* **What is required**: From start to end, write out the following data exactly, apart from its images.

* **Given data**:
********************

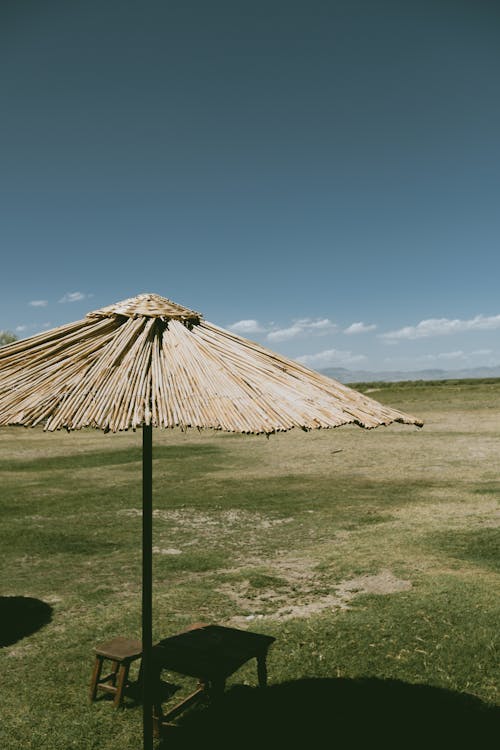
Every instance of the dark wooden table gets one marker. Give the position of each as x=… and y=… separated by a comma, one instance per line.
x=210, y=653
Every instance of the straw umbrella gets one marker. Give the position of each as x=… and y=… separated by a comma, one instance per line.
x=149, y=362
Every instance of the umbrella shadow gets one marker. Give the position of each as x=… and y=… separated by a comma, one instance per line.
x=21, y=616
x=352, y=713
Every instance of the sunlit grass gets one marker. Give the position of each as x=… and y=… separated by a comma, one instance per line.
x=260, y=533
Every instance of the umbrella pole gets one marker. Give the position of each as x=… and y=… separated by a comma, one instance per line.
x=147, y=585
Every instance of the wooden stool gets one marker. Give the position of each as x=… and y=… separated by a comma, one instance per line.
x=121, y=652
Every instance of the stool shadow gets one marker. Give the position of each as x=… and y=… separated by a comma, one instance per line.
x=21, y=616
x=351, y=713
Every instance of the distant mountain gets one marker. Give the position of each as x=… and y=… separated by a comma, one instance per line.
x=368, y=376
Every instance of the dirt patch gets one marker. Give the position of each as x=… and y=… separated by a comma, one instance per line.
x=301, y=597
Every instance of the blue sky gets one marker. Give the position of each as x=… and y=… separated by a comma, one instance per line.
x=322, y=177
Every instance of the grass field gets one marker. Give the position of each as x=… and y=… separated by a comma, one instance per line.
x=372, y=557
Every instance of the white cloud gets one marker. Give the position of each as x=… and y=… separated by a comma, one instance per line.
x=316, y=326
x=246, y=326
x=359, y=328
x=457, y=355
x=330, y=358
x=73, y=297
x=443, y=327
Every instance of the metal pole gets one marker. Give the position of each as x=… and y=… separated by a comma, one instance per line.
x=147, y=585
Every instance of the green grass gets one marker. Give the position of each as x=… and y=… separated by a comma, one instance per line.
x=371, y=556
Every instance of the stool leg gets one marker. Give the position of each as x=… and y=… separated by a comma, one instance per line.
x=114, y=670
x=96, y=674
x=122, y=681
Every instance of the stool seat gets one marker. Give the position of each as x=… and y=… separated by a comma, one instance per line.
x=121, y=652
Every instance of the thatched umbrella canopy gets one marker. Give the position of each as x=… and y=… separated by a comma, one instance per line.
x=148, y=362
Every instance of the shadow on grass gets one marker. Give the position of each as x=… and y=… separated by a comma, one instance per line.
x=21, y=616
x=353, y=713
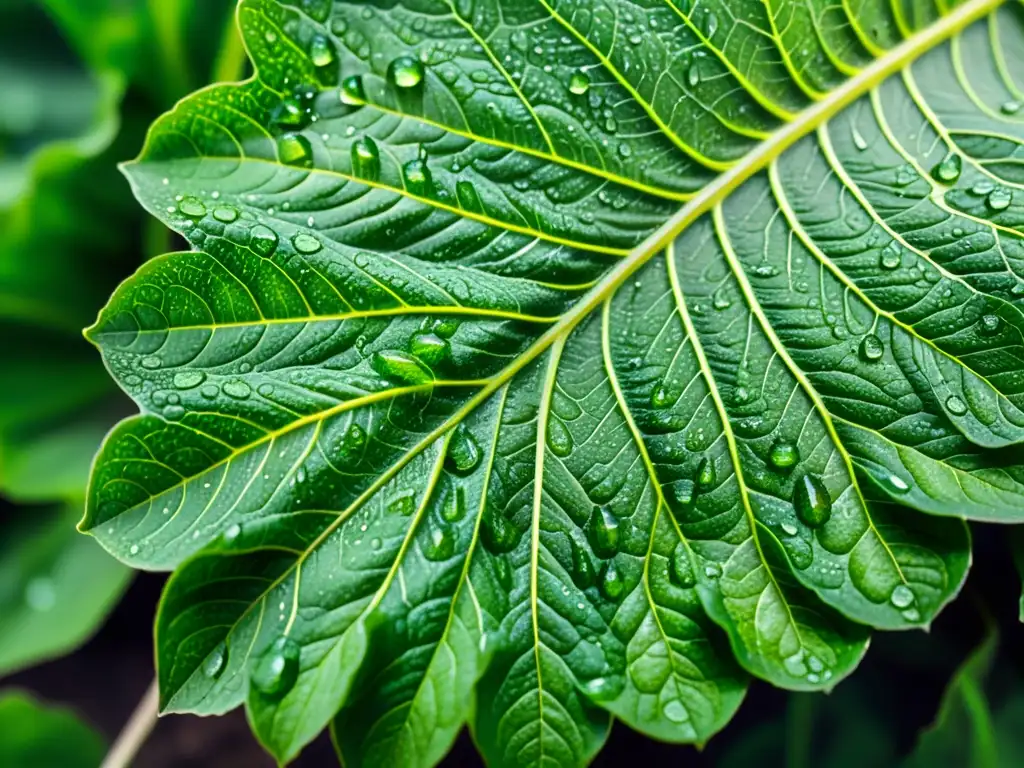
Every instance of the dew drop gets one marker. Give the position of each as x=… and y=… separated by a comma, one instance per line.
x=406, y=73
x=295, y=150
x=192, y=207
x=306, y=244
x=602, y=531
x=612, y=582
x=948, y=170
x=871, y=348
x=559, y=438
x=955, y=406
x=278, y=669
x=783, y=455
x=366, y=159
x=579, y=83
x=215, y=663
x=464, y=452
x=263, y=241
x=812, y=502
x=352, y=93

********************

* **Exercise answer**:
Every instance of the dark wooden table gets one marker. Give the position of each as x=… and y=… separated by a comma, one instance per line.
x=210, y=653
Every instance of the straw umbrella gets one marker. Give the position of each as x=… and y=… separated by a comma, one instance per line.
x=149, y=362
Every instance of the umbrella shadow gets one marker. Give the position of each as x=… and y=… separated by a comma, one instance per line.
x=21, y=616
x=352, y=713
Every instance of the sunlit grass gets one marker. Give the position of each as x=… and y=… separated by a comma, one instance per line.
x=260, y=533
Every instance of the umbrella pole gets one marker. Give the position of each as x=… and y=… separated by a comma, one instance per line.
x=147, y=585
Every instance of the wooden stool gets one marker. Give the position of each as x=… and y=… separated by a comma, one instance per line.
x=121, y=652
Every instance of the stool shadow gets one marker. Give the position of each as x=… and y=… separated by a comma, one instance per line.
x=21, y=616
x=351, y=713
Every instance of the distant mountain gets one marker. Give the position of each as x=… and y=… separated by a comma, one instance per line.
x=368, y=376
Every instance of the dirt patch gets one marker. Give the position of each as x=… and y=… separated by a comma, one instance per line.
x=301, y=597
Every instance of the blue sky gets one marker. Give the position of each as x=… and y=… separated by a comma, one instance per line.
x=322, y=177
Every instance of the grass field gets one marker. Give the position of each as x=… and y=… separated by a comma, one instance per line.
x=372, y=557
Every instance of the white cloud gets one marker. Give the position of each as x=… and y=… separated by a comma, one instance per line.
x=316, y=326
x=246, y=326
x=359, y=328
x=457, y=355
x=330, y=358
x=73, y=297
x=443, y=327
Every instance of the metal pole gets one marker. Give the position of each as x=… and y=… separated by a comma, one instance per line.
x=147, y=585
Every instance of the green grass gets one marker. Give the position of each as x=… and y=… separated by a comma, one instance per line.
x=371, y=556
Every instance of the stool leg gets one marker. Give the position of each as x=… and y=… separated by a comma, one instance per line.
x=114, y=670
x=96, y=674
x=122, y=681
Every instance of the stool seat gets one marker. Give the position of each as x=… and y=… separated by a comma, one instance per line.
x=121, y=652
Every instance of the thatched umbrella canopy gets one marker. Give the position of each as x=… and y=… separated by a comma, one instance per line.
x=148, y=362
Every instance of the shadow on grass gets one marker. Give the position of each as x=… and y=… separated by a comma, one instance per line.
x=21, y=616
x=353, y=713
Every instance of the dew drop gets one marker. Give the position of each as x=… and y=… separated by a comma, one instance per line.
x=406, y=73
x=295, y=150
x=192, y=207
x=306, y=244
x=602, y=531
x=612, y=582
x=948, y=170
x=871, y=348
x=559, y=438
x=955, y=406
x=278, y=669
x=783, y=455
x=366, y=159
x=579, y=83
x=215, y=663
x=464, y=452
x=263, y=241
x=812, y=502
x=352, y=93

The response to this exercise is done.